Data supplied –
╔══
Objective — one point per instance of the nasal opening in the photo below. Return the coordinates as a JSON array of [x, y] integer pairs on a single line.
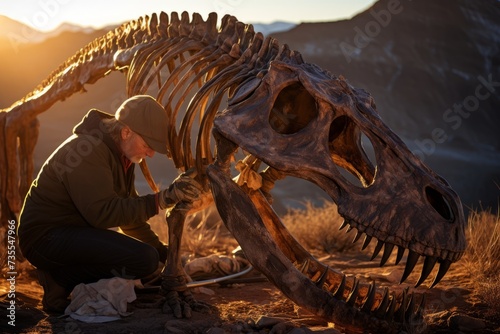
[[439, 203]]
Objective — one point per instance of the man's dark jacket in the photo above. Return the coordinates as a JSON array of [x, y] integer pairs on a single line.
[[87, 182]]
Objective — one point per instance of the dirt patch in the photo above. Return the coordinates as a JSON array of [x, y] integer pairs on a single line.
[[259, 307]]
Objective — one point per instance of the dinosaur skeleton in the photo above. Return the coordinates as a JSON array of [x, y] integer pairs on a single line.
[[290, 118]]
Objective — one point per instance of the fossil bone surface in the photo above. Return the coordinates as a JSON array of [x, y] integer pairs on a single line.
[[228, 89]]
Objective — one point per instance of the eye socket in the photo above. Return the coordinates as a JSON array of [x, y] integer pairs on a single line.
[[439, 203], [293, 109]]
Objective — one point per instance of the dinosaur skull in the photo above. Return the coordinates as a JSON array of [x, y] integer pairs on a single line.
[[306, 123]]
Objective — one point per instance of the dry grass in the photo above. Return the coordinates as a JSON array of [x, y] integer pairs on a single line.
[[316, 228], [482, 256]]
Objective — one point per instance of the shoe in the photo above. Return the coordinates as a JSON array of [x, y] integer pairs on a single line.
[[55, 297]]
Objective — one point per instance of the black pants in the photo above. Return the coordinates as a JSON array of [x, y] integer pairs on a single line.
[[74, 255]]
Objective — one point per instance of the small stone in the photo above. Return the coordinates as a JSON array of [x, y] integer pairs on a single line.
[[465, 323], [216, 330]]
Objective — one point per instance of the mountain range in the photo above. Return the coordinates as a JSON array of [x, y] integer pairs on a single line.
╚══
What you have to do –
Give back exactly the lines from the line containing "Objective — one point per instance of the dinosaur skeleton" to the end of the entries, and no other lines.

Answer for this exercise –
Objective — one point per instance of the dinosaur skeleton in the photo above. Return the coordinates as a JSON array of [x, y] integer pairs on a single line.
[[290, 118]]
Objective — one point per instance of the fossil bone surface in the photo above. Return the coordinates as a JSON array of [x, y] integer pairs on a single line.
[[228, 89]]
Objective — one point per instance of the eye socket in the photo above. Return the coordinates as a JSON array of [x, y] integer pairs on a single line.
[[439, 203], [293, 109]]
Objective — one point per instance of the dinosaur skull in the photo above. Return the coordinates as a JSON array of [x, y] integer pairs on a single line.
[[306, 123]]
Objective — one point per instance of the dry grass in the photo above. Return the coordinates as a JSON array of [x, y] integer pairs on a single line.
[[316, 228], [482, 256]]
Objective — one point per instance of the shoe in the photo above. Return the coordinates as a JSON array of [x, y] integer pairs on a single line.
[[55, 297]]
Objective — one point per instance of the black pants in the photo above. Return the coordinates as a JSON array of [x, y] integer pairs on a single line.
[[74, 255]]
Objective — one point per instance of the small stone in the photo above. Return the coordinates as a JSON array of [x, y] integer pairs on a single line.
[[465, 323], [216, 330]]
Objective — one point per instance of the mountain range in the photo above. Return the coordinates as a JSON array of [x, y] integer pairs on a single line.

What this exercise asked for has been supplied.